Lines from the one containing "Mark the round boxwood" through the last line of the data are to be repeated word for word, both ends included.

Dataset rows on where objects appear
===============

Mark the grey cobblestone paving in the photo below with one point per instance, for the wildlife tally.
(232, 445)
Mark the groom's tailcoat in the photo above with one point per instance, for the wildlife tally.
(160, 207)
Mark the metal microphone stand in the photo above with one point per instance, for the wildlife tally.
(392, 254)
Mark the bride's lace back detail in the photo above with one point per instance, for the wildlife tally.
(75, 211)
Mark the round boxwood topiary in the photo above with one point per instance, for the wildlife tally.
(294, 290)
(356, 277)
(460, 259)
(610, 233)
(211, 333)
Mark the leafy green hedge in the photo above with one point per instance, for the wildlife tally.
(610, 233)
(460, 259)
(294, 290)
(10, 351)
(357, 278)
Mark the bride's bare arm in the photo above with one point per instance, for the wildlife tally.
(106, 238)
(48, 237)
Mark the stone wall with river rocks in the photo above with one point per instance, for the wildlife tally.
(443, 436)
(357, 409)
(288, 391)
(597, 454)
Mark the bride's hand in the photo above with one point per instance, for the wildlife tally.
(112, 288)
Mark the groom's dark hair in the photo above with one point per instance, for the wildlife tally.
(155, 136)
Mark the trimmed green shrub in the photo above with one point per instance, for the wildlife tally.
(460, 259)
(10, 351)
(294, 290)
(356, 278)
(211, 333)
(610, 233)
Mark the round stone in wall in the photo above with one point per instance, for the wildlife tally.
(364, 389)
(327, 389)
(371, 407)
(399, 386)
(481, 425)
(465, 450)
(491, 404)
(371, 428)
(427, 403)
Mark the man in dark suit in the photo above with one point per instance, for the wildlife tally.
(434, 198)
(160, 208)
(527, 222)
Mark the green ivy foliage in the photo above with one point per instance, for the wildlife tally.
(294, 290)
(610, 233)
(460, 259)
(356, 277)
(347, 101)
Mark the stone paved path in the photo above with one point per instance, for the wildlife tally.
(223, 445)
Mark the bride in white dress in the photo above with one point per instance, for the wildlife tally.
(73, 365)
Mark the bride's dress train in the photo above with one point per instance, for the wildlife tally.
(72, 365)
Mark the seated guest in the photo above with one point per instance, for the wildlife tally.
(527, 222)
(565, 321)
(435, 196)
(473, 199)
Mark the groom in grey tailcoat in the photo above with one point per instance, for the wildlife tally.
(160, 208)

===============

Task response =
Mark the round boxwood topiary in the photo above with one point per instance, for the wildlife tally.
(294, 290)
(356, 277)
(460, 259)
(610, 233)
(211, 333)
Mark the leafy green hedge in the photo above with one point per instance, for the wildlife tally.
(610, 233)
(460, 259)
(294, 290)
(10, 351)
(357, 278)
Mark the bride's bare arm in the photo above with one point per instance, for the wildlife tally.
(106, 238)
(48, 237)
Mark the stone wall with river rocks in the photo above with one point per instance, for the wildlife tally.
(443, 436)
(357, 409)
(288, 391)
(597, 454)
Mark the bride's hand in the photo above with one point per instance, for the wildlife tally.
(112, 288)
Mark the groom's dark hair in the photo above with one point per instance, for the wildlife tally.
(155, 136)
Mark the trimmed green shrub in the photo above with one point per instance, for the wildlife tally.
(460, 259)
(10, 351)
(294, 290)
(356, 278)
(211, 333)
(610, 233)
Mark the round stone in wall in the photo above with one point per instance, for the wildlife tally.
(364, 389)
(327, 389)
(371, 407)
(399, 386)
(481, 425)
(465, 450)
(491, 404)
(371, 428)
(427, 403)
Mark the man in dark suit in the photo above with one point per instance, for the wildlife tally.
(434, 198)
(160, 208)
(527, 222)
Mark the green ivy foliage in the photo above with one point per instance, for the wildlife tally.
(294, 290)
(610, 233)
(460, 259)
(356, 277)
(347, 101)
Mark the stone paved path in the photo above with one point per instance, for the wildlife tally.
(223, 445)
Mark the bride in white dress in the photo above with one point per instance, for the wildlife tally.
(73, 365)
Mark the bride's dress train in the photo above with one point per instance, for the wildlife tally.
(72, 365)
Mark the seated guest in the photo above with one point per instance, for the wildlife tally.
(527, 222)
(565, 321)
(435, 196)
(473, 199)
Mark the groom in grey tailcoat in the photo above with one point per instance, for the wildlife tally.
(160, 208)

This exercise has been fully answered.